● **RAW RECORDS**:
## start

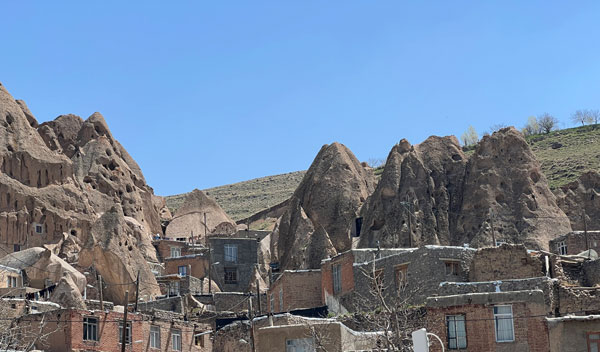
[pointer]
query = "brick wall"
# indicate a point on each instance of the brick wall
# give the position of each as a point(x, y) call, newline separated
point(505, 262)
point(301, 289)
point(530, 330)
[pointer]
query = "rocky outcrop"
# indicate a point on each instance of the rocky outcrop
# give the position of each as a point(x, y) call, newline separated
point(454, 200)
point(42, 267)
point(113, 249)
point(188, 220)
point(581, 198)
point(319, 215)
point(425, 181)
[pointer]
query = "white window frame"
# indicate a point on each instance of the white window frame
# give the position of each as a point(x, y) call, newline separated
point(90, 327)
point(561, 246)
point(336, 272)
point(176, 340)
point(128, 336)
point(155, 336)
point(175, 252)
point(230, 253)
point(498, 316)
point(182, 272)
point(451, 321)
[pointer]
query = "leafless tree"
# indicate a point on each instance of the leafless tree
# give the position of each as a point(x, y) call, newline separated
point(470, 137)
point(582, 117)
point(547, 122)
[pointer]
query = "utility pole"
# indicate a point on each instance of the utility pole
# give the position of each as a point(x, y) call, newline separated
point(258, 296)
point(100, 289)
point(587, 242)
point(209, 269)
point(493, 230)
point(137, 291)
point(124, 332)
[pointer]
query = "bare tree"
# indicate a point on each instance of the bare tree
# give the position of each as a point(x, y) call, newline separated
point(547, 122)
point(470, 137)
point(532, 127)
point(582, 117)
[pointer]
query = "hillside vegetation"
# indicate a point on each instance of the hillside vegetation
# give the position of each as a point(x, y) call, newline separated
point(564, 155)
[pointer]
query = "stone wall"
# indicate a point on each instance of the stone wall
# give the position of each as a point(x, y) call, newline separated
point(505, 262)
point(591, 270)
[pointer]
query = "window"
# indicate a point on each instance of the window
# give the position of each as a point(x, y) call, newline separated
point(457, 335)
point(155, 336)
point(452, 267)
point(401, 272)
point(337, 278)
point(128, 334)
point(90, 329)
point(378, 280)
point(593, 341)
point(231, 253)
point(176, 340)
point(12, 281)
point(503, 320)
point(230, 276)
point(174, 288)
point(281, 299)
point(175, 252)
point(562, 247)
point(300, 345)
point(199, 340)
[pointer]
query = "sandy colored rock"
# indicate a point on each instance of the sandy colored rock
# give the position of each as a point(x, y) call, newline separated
point(189, 218)
point(112, 249)
point(40, 265)
point(67, 294)
point(451, 199)
point(319, 216)
point(424, 181)
point(581, 197)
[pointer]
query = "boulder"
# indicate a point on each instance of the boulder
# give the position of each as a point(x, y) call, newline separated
point(67, 295)
point(113, 249)
point(189, 218)
point(581, 198)
point(319, 216)
point(42, 267)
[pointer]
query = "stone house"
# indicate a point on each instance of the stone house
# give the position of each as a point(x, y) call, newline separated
point(490, 321)
point(574, 333)
point(233, 261)
point(575, 242)
point(295, 289)
point(409, 275)
point(85, 330)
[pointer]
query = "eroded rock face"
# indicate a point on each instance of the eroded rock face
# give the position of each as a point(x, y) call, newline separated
point(581, 198)
point(319, 215)
point(113, 249)
point(189, 218)
point(40, 265)
point(453, 199)
point(424, 181)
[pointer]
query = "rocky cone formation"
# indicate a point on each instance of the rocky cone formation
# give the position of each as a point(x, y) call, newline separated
point(56, 181)
point(188, 220)
point(581, 198)
point(319, 215)
point(452, 200)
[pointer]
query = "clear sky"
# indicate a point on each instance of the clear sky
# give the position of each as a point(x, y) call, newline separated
point(206, 93)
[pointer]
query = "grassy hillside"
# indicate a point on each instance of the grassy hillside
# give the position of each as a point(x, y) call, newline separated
point(242, 199)
point(564, 155)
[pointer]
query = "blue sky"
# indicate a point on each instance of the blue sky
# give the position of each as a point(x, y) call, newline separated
point(209, 93)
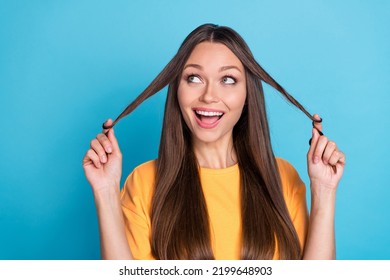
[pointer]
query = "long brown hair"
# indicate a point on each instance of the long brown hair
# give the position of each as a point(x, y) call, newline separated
point(180, 224)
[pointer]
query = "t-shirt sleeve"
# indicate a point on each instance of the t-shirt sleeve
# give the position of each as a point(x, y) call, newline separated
point(295, 196)
point(136, 198)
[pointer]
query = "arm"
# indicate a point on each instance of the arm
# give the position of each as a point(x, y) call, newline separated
point(103, 168)
point(325, 168)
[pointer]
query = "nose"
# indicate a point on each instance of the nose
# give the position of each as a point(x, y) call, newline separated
point(210, 95)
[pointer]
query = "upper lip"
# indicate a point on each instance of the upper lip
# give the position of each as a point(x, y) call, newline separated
point(208, 111)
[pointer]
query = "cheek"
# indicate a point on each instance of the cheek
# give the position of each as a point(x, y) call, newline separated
point(236, 101)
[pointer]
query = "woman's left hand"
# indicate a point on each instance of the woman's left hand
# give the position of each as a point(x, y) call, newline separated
point(324, 160)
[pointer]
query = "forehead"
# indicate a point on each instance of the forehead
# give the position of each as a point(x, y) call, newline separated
point(213, 54)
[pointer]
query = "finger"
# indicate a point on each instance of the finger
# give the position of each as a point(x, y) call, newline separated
point(320, 148)
point(317, 124)
point(337, 157)
point(313, 143)
point(105, 142)
point(107, 123)
point(114, 141)
point(99, 150)
point(91, 156)
point(329, 150)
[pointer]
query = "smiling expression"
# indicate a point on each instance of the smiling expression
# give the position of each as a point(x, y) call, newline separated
point(212, 92)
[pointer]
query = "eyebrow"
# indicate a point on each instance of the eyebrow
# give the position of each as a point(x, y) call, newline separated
point(223, 68)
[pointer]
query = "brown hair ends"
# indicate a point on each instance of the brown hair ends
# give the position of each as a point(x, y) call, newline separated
point(180, 222)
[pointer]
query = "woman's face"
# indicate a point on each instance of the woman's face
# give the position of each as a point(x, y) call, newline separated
point(212, 92)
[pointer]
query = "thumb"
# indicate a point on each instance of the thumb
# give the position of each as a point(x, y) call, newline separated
point(111, 136)
point(313, 144)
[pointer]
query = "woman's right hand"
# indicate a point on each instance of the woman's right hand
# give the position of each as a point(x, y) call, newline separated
point(103, 162)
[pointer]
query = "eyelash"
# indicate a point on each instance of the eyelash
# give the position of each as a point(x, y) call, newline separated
point(187, 78)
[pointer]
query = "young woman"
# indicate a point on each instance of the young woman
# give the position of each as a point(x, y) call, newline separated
point(216, 190)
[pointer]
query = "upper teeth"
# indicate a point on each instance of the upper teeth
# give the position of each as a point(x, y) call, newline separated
point(207, 113)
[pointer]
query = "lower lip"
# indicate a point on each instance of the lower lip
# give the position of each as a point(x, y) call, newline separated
point(206, 125)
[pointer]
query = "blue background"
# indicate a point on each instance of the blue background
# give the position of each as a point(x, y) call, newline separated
point(66, 66)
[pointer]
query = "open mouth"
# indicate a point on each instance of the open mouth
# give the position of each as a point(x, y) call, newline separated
point(208, 117)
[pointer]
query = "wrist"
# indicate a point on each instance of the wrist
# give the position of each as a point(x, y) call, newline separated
point(107, 196)
point(322, 197)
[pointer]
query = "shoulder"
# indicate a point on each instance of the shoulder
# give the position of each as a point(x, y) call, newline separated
point(140, 182)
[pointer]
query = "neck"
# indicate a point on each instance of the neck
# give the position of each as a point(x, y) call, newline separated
point(215, 155)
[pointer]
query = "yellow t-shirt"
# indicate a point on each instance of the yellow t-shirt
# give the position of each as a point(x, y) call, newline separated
point(221, 188)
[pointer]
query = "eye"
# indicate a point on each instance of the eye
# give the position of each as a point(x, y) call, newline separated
point(194, 79)
point(228, 80)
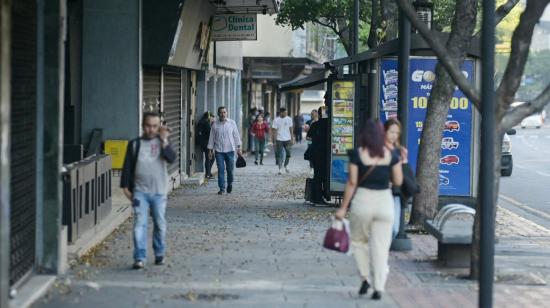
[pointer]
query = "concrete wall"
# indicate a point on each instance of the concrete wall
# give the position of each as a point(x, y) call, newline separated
point(228, 54)
point(160, 23)
point(273, 40)
point(111, 68)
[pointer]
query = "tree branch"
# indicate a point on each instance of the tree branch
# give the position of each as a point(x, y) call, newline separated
point(442, 54)
point(328, 25)
point(521, 42)
point(514, 115)
point(501, 12)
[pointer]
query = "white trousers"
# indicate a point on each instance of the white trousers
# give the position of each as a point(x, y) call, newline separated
point(371, 222)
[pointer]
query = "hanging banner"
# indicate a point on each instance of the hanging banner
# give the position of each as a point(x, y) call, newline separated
point(342, 132)
point(235, 27)
point(455, 174)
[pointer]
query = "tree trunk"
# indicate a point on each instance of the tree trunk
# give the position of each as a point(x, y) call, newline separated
point(474, 260)
point(425, 203)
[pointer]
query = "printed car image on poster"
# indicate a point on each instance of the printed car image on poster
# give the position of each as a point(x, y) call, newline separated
point(456, 154)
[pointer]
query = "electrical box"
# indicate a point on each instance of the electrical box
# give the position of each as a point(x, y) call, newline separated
point(117, 150)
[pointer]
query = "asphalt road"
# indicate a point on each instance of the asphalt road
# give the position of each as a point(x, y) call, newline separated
point(527, 191)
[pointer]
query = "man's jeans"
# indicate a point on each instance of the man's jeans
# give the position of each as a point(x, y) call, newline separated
point(279, 147)
point(260, 146)
point(142, 203)
point(223, 161)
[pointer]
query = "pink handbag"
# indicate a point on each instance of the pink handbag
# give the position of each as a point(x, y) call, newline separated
point(337, 237)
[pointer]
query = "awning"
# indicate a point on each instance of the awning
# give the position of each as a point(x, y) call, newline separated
point(305, 81)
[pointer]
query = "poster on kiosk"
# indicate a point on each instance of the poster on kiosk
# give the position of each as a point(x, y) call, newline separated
point(342, 132)
point(455, 173)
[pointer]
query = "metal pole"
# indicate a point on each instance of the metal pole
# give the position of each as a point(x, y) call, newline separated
point(355, 49)
point(403, 72)
point(487, 171)
point(355, 27)
point(5, 89)
point(401, 242)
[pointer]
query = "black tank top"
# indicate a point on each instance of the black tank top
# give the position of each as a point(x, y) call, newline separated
point(380, 176)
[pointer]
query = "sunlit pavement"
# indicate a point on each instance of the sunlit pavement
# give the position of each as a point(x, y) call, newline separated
point(261, 247)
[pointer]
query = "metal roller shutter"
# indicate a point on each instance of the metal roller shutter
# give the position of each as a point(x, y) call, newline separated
point(171, 110)
point(151, 89)
point(23, 140)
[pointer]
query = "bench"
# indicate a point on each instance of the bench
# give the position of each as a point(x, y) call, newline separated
point(453, 229)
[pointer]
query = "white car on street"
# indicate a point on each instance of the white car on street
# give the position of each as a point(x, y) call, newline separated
point(535, 120)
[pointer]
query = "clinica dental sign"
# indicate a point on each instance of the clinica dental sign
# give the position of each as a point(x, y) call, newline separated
point(234, 27)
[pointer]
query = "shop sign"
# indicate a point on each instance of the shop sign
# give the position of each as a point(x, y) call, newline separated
point(235, 27)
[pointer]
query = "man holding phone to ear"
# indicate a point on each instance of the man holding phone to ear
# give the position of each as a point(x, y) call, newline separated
point(144, 181)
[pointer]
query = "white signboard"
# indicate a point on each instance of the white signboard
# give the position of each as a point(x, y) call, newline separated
point(235, 27)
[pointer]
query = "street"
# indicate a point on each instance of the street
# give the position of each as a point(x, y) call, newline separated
point(526, 191)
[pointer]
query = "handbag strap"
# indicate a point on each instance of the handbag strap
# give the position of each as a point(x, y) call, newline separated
point(366, 175)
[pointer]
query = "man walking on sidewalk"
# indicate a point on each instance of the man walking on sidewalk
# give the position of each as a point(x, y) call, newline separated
point(283, 139)
point(224, 141)
point(144, 181)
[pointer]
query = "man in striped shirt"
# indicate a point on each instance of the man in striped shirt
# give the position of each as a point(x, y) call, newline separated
point(224, 141)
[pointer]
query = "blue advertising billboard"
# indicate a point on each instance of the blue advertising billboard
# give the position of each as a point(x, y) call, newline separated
point(456, 155)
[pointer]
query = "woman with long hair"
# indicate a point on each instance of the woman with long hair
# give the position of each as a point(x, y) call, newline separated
point(371, 168)
point(260, 129)
point(392, 127)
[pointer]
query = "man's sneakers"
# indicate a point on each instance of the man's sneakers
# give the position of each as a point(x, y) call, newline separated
point(160, 260)
point(138, 264)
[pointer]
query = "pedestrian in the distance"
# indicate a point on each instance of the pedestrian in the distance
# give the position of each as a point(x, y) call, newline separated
point(298, 127)
point(224, 141)
point(314, 118)
point(283, 139)
point(203, 135)
point(371, 168)
point(251, 118)
point(393, 134)
point(260, 129)
point(144, 181)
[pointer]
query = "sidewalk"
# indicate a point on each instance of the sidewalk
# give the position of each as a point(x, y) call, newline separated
point(261, 246)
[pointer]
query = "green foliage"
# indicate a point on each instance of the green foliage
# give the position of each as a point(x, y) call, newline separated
point(535, 77)
point(296, 13)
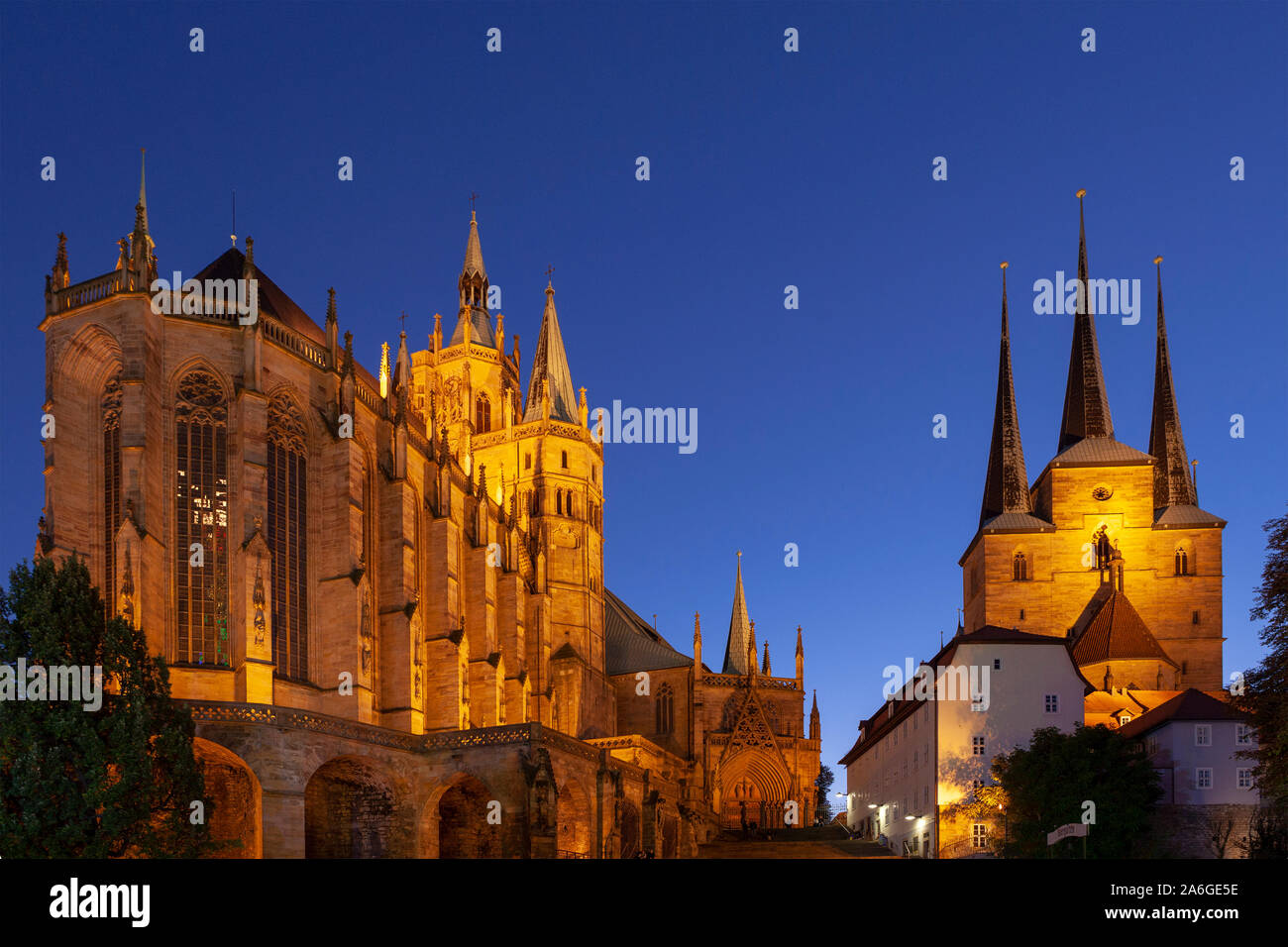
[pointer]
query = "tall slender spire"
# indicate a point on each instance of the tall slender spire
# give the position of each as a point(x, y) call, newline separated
point(1172, 483)
point(473, 289)
point(739, 631)
point(1006, 486)
point(1086, 403)
point(550, 365)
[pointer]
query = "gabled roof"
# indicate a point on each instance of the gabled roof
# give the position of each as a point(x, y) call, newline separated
point(271, 300)
point(1117, 633)
point(1183, 515)
point(632, 643)
point(1188, 705)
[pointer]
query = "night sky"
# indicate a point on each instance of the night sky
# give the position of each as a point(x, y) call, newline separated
point(768, 169)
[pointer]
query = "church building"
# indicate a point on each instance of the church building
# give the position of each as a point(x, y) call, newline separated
point(382, 595)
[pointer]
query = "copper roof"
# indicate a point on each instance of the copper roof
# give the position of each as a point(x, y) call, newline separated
point(1117, 633)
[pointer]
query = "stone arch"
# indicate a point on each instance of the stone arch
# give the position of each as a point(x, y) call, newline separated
point(233, 800)
point(574, 818)
point(455, 819)
point(630, 828)
point(756, 780)
point(352, 810)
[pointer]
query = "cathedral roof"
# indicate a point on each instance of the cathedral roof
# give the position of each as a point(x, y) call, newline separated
point(1086, 402)
point(550, 363)
point(1117, 633)
point(1176, 517)
point(632, 643)
point(271, 300)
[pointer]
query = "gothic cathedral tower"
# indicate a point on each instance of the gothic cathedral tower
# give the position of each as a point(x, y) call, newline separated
point(1109, 545)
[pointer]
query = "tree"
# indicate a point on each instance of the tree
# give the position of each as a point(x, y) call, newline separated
point(822, 804)
point(77, 783)
point(1263, 692)
point(1047, 784)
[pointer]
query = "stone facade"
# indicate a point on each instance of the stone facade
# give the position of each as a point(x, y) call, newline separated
point(381, 594)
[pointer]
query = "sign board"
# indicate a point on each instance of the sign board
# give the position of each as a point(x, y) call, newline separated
point(1065, 831)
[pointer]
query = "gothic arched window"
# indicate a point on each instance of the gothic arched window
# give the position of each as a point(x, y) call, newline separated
point(201, 521)
point(665, 707)
point(111, 405)
point(287, 538)
point(1020, 569)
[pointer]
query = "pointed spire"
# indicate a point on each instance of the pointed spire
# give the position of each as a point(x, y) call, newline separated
point(1086, 403)
point(1006, 486)
point(473, 286)
point(739, 630)
point(550, 365)
point(1172, 483)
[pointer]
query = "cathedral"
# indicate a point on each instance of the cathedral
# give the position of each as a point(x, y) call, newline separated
point(1109, 547)
point(382, 595)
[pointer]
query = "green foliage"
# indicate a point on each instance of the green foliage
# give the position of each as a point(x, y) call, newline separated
point(822, 804)
point(1044, 788)
point(1265, 686)
point(80, 784)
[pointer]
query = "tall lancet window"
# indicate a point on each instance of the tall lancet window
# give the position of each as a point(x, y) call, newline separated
point(1020, 569)
point(287, 538)
point(201, 521)
point(665, 709)
point(111, 484)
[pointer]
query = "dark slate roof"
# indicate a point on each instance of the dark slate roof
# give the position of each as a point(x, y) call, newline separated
point(271, 300)
point(274, 303)
point(1086, 403)
point(1006, 486)
point(481, 330)
point(1099, 450)
point(1188, 705)
point(632, 644)
point(1185, 515)
point(1117, 633)
point(1172, 480)
point(1016, 522)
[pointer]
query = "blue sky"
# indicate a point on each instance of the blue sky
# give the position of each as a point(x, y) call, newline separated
point(768, 169)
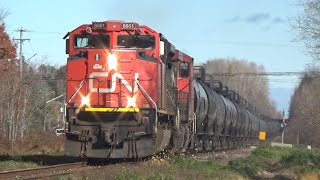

## end

Copy out the listing from its first line through the line containing "point(591, 270)", both ends included, and omit the pictures.

[pointer]
query = "brick wall"
# indicate a point on each instance of the brick wall
# give the position of each as a point(x, y) call, newline separated
point(505, 262)
point(301, 289)
point(530, 330)
[pointer]
query = "rocky outcrop"
# indicate a point on each instance of the rocky outcrop
# give the position of each as a point(x, y) call, newline separated
point(454, 200)
point(42, 267)
point(113, 249)
point(188, 220)
point(581, 198)
point(319, 215)
point(425, 181)
[pointer]
query = "white window frame"
# indicate a point on each instance of the white window frame
# give the position of each as a point(x, y) call, newline separated
point(90, 327)
point(561, 246)
point(336, 272)
point(176, 340)
point(128, 336)
point(155, 336)
point(175, 252)
point(230, 253)
point(498, 316)
point(182, 272)
point(451, 321)
[pointer]
query = "leafless tree"
# indicate a point on each instance of the leafless tree
# give the position of each as a point(x, y) call, newline separated
point(470, 137)
point(582, 117)
point(547, 122)
[pointer]
query = "utility pole"
# indicate a point on each instance of the utility pole
# give the position of each as a point(x, y) call, newline separated
point(258, 296)
point(100, 289)
point(587, 242)
point(209, 269)
point(493, 230)
point(137, 291)
point(124, 332)
[pointer]
query = "bare tree"
# indicate a point on each instance of the bare tree
# give the position of each as a point(x, y) call, newline separated
point(547, 122)
point(470, 137)
point(532, 127)
point(582, 117)
[pointer]
query = "hillside vegetation"
# indicate a point on each instance of the hillside vegetation
# give the position of each as a point(x, y) call, newline separated
point(564, 155)
[pointer]
query = "stone wall"
# indicate a point on each instance of the stone wall
# give the position of each as a point(x, y) call, newline separated
point(505, 262)
point(591, 270)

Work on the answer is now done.